# Data excerpts
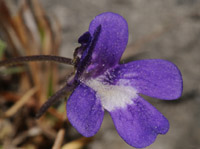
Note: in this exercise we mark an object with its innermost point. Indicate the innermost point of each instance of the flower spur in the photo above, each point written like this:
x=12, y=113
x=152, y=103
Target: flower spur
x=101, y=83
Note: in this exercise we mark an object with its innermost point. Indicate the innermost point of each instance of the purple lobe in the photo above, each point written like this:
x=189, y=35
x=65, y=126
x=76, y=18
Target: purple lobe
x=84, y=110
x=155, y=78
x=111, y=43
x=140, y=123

--

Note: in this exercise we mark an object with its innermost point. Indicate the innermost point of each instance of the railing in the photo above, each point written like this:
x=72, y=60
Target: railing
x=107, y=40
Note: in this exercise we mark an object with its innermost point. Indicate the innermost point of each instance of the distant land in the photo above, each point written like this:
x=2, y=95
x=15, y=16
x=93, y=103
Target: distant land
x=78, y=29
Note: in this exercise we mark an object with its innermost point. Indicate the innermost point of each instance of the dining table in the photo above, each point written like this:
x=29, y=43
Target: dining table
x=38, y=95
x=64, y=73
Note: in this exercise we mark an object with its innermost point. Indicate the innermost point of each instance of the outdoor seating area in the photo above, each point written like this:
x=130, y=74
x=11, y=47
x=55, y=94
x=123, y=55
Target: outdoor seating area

# PROBLEM DETAILS
Retype only the stretch of lines above starting at the one with "x=93, y=103" and stopping at the one with "Target: outdoor seating area", exactly as written, with both kept.

# RESULT FOR THIS EXERCISE
x=93, y=103
Target: distant land
x=78, y=29
Note: in this exercise we mark an object with its innermost point. Indicate the innermost point of each instance of the dining table in the photo above, each point written like this:
x=29, y=43
Target: dining table
x=38, y=95
x=64, y=73
Note: in this exercise we mark an object with its innermost point. Indicate the innermost point of each instance of the outdoor seating area in the photo above, each point written like this:
x=130, y=74
x=11, y=47
x=55, y=94
x=123, y=55
Target: outdoor seating area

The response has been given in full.